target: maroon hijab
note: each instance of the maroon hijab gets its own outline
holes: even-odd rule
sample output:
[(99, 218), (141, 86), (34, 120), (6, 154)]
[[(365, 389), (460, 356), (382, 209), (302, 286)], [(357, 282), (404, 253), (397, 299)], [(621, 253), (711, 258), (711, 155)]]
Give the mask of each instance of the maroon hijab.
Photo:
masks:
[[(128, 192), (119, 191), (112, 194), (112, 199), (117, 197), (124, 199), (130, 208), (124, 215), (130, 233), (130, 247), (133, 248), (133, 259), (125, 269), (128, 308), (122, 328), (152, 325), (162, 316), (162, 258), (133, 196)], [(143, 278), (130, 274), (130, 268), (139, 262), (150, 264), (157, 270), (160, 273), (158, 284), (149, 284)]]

━━━━━━━━━━━━━━━━━━━━━━━━━━━━━━

■ Exercise aim: Rewrite all of the lines above, replacing every occurrence of "maroon hijab" with "black headscarf" and leaving the rest unchanged.

■ Written solution:
target: black headscarf
note: each instance of the black headscarf gets its own outline
holes: even-odd rule
sample output:
[(99, 218), (141, 86), (34, 120), (6, 154)]
[[(365, 389), (460, 356), (382, 209), (302, 286)], [(357, 282), (404, 253), (397, 299)], [(621, 253), (711, 258), (711, 155)]]
Give the mask of each instance of the black headscarf.
Photo:
masks:
[[(128, 192), (119, 191), (112, 194), (112, 199), (117, 197), (124, 199), (130, 208), (124, 215), (130, 233), (130, 247), (133, 248), (133, 259), (125, 269), (128, 308), (122, 328), (152, 325), (162, 316), (162, 258), (133, 196)], [(143, 278), (130, 274), (130, 268), (139, 262), (150, 264), (157, 270), (160, 273), (158, 284), (149, 284)]]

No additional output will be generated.